### EXTRACTED TEXT:
Let’s look back: in scene one, they killed pirates. Remember those pirates that Barack Obama had snipered off the coast of Africa? Remember how everyone and their momma said what a good idea that was?  Sure, killing a pirate who’s surrendered may be wrong, but that’s not what the Expendables did. That’s just what Old High-Times Lundgren wanted to do. And leaving that woman behind wasn’t really a sin; she was the general’s daughter after all (did I mention that?) so there was no reason to think she’d be waterboarded.  Statham can’t even fight a guy he hates until he’s given the moral green-light. So when did these guys lose their hearts? Every unique action in this movie was aboveboard from a contemporary morality standpoint.  If you are going to write a redemption story, you need to have something to be redeemed for.  But the movie didn’t have the balls to sully any of their Expendables with sin.

Also, no one dies.  No one here is really expendable.  Even the guy that dies really doesn’t die.  They’ll all be back for the rip-roaring sequel. Way to play it safe!

### LISTED RECORDS:
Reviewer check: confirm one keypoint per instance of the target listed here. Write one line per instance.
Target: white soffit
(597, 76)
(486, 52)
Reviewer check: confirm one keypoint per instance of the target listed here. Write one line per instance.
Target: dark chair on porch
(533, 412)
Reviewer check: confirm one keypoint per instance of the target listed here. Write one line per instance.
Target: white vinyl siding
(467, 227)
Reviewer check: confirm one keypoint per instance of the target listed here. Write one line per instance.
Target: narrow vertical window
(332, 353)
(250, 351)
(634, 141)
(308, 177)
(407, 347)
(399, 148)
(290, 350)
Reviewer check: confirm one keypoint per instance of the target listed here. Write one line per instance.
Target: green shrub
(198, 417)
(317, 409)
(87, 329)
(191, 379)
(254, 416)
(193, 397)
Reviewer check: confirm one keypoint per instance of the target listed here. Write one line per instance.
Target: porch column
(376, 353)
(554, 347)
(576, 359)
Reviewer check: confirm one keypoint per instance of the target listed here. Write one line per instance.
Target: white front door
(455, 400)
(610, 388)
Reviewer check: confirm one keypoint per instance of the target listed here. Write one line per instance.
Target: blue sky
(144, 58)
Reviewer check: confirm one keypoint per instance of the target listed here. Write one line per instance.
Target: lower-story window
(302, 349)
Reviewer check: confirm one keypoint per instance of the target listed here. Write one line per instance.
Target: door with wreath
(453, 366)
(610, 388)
==
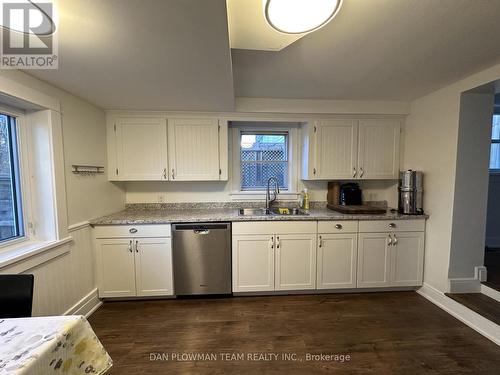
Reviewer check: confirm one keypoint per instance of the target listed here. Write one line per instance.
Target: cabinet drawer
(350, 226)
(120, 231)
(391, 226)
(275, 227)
* * *
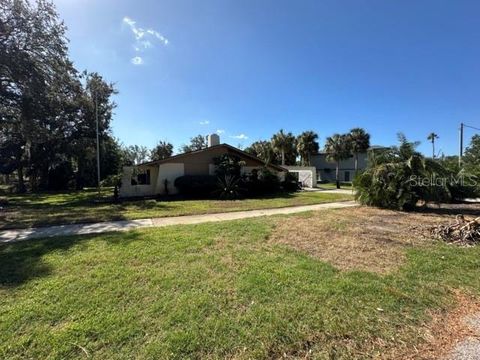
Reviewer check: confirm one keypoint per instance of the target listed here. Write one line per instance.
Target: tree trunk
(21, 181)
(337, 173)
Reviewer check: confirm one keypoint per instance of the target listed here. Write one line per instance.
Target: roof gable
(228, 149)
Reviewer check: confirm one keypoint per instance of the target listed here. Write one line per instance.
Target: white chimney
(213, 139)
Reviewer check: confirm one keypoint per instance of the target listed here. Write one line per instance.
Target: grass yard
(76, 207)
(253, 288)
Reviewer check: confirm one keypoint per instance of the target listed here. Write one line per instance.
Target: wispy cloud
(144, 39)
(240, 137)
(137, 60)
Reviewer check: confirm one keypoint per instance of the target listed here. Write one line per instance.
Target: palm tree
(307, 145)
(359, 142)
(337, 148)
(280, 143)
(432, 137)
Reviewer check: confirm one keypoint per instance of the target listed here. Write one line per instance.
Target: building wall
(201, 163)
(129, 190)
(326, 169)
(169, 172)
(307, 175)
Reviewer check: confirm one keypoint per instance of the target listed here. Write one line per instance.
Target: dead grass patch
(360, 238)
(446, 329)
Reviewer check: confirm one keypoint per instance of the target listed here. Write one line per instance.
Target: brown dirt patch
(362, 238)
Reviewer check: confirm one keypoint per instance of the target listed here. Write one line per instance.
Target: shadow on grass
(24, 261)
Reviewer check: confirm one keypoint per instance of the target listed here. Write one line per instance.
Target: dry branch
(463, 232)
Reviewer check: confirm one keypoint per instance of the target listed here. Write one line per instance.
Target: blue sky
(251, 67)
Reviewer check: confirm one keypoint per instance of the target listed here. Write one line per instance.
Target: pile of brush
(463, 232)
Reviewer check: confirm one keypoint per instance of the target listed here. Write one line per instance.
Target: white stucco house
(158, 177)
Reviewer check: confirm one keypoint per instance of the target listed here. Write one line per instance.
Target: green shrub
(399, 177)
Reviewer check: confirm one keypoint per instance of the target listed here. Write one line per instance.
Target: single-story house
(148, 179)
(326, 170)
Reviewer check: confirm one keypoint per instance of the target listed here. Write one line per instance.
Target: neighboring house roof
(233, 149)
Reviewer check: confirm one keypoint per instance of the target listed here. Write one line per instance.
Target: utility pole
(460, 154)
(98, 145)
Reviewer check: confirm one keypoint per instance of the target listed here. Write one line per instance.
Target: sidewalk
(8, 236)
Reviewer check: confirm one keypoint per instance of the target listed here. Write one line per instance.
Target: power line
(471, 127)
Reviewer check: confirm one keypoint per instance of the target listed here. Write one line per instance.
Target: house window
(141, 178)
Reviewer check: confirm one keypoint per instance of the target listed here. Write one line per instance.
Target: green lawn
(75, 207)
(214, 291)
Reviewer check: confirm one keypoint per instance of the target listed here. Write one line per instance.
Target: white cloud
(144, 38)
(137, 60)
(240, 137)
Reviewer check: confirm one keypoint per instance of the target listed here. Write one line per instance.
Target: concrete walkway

### EXERCISE INSTRUCTIONS:
1. Translate this sentence from the movie review into Spanish: "If you are going to write a redemption story, you need to have something to be redeemed for."
2. Please print the passage of the movie review that opens with the words containing "Also, no one" and closes with "play it safe!".

### TASK ANSWERS:
1. Si vas a escribir una historia de redención, necesitas tener algo por lo que ser redimido.

2.
Also, no one dies.  No one here is really expendable.  Even the guy that dies really doesn’t die.  They’ll all be back for the rip-roaring sequel. Way to play it safe!